• Texto apresentado
----

Para o consumidor significa ter diante de si a escolha entre produtos caros e baratos (o diferencial de preços nos dois mercados é superior a 100%). As escolhas feitas pelos consumidores de certo variam também em função das características dos consumidores — faixa etária, grau de escolaridade, nível de renda. O que chama a atenção — e deveria provocar a reflexão dos decisores públicos — é que há fortes razões para crer que o aumento continuado de impostos esteja provocando, não a redução de consumo e aumento de arrecadação esperados, mas desvio de demanda para o mercado ilegal, estimulando sua expansão, e perda de arrecadação — diretamente relacionada à redução de vendas no mercado formal.
O imposto sobre janelas acabou por ser revogado. A compreensão sobre os efeitos nefastos e seu fraco desempenho arrecadatório — um cálculo pragmático de custos e benefícios — impôs-se a seu tempo. Aqui em nosso estado, fato semelhante se observou num passado não muito distante, quando, em 1998, o governo revogou o aumento de 25% para 35% do ICMS sobre cigarros, depois de ver a arrecadação despencar 43%.

----

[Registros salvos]

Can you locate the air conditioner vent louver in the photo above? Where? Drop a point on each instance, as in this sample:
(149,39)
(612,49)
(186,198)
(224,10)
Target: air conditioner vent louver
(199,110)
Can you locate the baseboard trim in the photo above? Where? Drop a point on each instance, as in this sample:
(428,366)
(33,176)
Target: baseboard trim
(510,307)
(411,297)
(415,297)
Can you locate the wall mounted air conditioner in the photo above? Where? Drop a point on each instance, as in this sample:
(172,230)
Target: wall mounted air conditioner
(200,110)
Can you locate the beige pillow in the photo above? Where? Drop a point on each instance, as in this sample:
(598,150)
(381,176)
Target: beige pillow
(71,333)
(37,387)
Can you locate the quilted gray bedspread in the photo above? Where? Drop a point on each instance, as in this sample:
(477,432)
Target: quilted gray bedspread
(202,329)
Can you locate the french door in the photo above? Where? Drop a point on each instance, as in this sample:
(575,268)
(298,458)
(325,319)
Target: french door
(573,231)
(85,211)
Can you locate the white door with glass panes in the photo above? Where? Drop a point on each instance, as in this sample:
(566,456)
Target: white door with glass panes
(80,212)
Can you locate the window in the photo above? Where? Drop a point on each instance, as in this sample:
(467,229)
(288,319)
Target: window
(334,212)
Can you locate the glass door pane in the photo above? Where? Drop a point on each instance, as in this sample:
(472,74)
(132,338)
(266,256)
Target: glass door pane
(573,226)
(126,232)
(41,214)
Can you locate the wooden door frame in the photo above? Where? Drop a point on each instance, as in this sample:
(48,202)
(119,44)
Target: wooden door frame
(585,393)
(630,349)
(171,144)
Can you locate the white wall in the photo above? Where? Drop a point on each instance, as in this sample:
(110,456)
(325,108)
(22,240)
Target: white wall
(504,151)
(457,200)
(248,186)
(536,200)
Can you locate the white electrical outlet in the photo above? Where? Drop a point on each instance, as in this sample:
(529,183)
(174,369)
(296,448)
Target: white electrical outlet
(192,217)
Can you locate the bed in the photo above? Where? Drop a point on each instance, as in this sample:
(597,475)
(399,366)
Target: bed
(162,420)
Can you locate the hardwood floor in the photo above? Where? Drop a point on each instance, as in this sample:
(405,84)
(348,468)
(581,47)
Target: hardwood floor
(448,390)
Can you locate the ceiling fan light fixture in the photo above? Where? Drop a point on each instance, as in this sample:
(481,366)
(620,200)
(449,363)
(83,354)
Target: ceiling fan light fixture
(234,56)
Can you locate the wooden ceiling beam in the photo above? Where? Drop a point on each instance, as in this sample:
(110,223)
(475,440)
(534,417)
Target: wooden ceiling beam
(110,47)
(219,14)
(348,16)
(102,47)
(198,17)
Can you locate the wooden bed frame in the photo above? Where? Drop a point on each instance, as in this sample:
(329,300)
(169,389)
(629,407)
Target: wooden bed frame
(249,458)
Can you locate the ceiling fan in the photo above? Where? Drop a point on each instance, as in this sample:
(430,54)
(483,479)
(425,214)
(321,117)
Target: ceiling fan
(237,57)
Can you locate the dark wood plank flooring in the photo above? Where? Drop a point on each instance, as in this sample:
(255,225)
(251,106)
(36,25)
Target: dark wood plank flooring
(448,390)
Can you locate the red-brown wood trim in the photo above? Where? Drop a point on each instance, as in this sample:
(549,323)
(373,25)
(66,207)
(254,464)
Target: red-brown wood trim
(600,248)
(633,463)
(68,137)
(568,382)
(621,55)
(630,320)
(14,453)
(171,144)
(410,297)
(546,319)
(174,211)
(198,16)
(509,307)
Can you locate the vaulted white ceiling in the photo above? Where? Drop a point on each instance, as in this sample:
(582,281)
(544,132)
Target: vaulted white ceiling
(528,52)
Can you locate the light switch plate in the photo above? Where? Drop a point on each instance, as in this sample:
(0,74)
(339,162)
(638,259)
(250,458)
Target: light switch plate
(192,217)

----

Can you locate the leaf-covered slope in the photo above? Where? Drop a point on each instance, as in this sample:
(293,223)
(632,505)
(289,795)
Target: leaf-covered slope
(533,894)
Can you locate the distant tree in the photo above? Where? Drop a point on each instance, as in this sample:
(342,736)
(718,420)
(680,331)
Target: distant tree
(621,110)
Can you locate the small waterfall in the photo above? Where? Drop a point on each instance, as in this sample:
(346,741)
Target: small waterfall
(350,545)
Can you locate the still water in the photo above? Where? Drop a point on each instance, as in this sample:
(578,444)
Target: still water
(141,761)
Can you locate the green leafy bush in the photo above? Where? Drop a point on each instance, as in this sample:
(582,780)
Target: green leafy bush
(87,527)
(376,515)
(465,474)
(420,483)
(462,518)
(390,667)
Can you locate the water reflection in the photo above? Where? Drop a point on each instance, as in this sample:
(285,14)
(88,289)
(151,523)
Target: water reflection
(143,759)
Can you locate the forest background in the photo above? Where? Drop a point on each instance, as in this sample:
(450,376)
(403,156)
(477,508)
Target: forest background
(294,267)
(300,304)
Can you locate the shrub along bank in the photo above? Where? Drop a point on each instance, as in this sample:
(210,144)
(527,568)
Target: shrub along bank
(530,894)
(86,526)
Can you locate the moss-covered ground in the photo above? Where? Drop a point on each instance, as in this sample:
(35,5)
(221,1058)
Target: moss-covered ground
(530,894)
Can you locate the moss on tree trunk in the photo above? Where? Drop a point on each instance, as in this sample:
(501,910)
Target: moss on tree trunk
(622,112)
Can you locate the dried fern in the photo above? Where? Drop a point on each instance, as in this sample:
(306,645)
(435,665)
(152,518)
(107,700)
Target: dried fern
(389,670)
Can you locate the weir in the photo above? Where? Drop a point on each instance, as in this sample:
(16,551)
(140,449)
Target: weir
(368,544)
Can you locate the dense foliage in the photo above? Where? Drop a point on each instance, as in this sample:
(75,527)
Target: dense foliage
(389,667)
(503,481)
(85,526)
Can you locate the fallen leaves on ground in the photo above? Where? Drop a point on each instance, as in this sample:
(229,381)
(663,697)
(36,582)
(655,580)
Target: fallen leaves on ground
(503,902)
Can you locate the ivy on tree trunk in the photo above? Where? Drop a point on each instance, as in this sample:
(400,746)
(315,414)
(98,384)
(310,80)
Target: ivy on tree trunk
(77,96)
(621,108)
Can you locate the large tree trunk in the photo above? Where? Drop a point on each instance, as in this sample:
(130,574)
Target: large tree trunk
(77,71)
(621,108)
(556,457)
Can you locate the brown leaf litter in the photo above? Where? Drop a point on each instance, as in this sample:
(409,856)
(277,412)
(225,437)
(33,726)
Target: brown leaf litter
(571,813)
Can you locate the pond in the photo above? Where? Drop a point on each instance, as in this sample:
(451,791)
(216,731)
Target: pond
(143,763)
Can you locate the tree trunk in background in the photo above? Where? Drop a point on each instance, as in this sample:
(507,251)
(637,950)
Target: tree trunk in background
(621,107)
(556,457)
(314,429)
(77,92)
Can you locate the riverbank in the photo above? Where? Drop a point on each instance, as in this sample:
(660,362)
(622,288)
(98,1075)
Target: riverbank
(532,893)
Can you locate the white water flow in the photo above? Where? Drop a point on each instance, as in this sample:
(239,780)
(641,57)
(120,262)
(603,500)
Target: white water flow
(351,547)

----

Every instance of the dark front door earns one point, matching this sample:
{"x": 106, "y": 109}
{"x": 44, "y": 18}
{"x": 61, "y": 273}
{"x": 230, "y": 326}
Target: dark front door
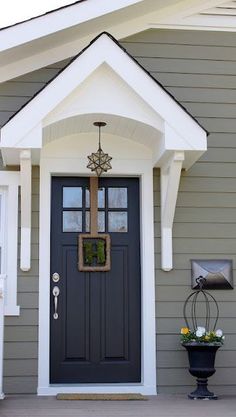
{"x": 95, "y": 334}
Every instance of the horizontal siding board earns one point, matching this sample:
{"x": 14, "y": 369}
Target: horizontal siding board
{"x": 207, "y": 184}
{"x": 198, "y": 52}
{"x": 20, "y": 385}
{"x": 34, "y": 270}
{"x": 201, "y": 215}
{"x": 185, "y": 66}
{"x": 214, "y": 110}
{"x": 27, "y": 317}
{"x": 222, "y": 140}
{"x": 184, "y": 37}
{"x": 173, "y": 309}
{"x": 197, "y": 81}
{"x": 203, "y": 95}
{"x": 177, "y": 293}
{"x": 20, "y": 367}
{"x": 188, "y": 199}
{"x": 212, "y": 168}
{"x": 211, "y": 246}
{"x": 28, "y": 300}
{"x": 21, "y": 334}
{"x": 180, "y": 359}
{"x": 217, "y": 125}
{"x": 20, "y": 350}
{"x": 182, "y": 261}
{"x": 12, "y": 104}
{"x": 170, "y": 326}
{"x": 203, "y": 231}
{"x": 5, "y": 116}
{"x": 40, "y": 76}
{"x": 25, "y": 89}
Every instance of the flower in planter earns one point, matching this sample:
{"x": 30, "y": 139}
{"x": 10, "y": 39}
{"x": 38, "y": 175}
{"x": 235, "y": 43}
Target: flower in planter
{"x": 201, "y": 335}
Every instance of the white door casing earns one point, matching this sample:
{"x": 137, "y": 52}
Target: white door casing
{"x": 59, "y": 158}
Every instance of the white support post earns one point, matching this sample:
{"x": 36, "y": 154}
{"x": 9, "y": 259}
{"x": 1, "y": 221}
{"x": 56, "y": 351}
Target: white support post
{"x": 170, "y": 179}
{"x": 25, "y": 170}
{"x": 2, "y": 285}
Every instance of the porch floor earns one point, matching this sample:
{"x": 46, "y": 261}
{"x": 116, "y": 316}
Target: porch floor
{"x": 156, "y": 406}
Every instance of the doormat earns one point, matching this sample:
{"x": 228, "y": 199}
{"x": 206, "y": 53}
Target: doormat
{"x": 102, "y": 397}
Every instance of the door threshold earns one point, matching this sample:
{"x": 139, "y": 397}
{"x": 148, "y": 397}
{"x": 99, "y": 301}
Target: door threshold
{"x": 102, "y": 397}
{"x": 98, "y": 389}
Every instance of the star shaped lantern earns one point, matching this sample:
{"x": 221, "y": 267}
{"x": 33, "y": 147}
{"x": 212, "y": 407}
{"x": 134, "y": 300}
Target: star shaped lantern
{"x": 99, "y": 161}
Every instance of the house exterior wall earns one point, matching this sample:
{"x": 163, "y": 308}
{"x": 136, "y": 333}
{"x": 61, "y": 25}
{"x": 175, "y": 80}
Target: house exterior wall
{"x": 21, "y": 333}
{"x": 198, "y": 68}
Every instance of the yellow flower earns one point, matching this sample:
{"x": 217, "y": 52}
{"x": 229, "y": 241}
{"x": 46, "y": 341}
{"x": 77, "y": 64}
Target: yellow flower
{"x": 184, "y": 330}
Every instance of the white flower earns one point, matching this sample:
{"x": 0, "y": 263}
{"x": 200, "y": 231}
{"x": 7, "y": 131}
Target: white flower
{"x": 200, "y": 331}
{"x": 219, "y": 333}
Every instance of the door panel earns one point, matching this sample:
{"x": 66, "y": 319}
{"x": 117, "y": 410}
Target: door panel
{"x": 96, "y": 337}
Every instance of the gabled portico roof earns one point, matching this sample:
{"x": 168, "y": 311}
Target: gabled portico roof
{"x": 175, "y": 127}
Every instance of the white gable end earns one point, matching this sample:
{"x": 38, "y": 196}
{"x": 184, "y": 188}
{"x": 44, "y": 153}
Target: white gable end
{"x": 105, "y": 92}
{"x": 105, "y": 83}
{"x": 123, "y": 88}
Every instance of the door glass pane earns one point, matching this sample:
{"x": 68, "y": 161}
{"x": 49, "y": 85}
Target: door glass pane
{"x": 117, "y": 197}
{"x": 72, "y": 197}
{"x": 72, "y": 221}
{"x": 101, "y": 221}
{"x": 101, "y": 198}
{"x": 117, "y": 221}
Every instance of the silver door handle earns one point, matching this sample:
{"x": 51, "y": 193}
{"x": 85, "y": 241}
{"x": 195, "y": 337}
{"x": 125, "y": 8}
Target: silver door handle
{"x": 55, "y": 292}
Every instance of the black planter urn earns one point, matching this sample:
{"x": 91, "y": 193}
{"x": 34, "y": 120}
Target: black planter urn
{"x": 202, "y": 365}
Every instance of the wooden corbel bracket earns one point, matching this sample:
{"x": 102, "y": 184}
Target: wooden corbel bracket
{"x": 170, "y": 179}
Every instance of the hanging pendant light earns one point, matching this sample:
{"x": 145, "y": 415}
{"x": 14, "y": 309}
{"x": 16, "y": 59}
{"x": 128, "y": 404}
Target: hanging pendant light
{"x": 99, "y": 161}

----

• Exercício
Prossiga com o texto sobre o aumento de impostos e o mercado ilegal de cigarros a partir de sua última frase.

• Espaço para resposta
No entanto, o aprendizado parece ter sido esquecido. Há poucos dias, uma nova alta, aprovada de forma confusa e sem nenhuma análise e estudo de impacto na Alerj, elevou a carga tributária do produto para, aproximadamente, 37%. Anunciada como parte da solução para a crise financeira do estado, a medida indica que continuamos a repetir velhos erros em política tributária e assim continuará sendo enquanto decisões públicas não forem sujeitas à prévia análise de seus efeitos.